**WRITTEN EXERCISE:** Here are some records. Copy each one exactly.

**SUPPLIED DATA:**

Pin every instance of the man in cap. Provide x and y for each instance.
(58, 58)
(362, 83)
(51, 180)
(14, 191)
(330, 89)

**SOLUTION FOR THIS TASK:**
Pin every instance of the man in cap. Provide x and y for each instance.
(58, 58)
(362, 83)
(51, 180)
(14, 191)
(330, 89)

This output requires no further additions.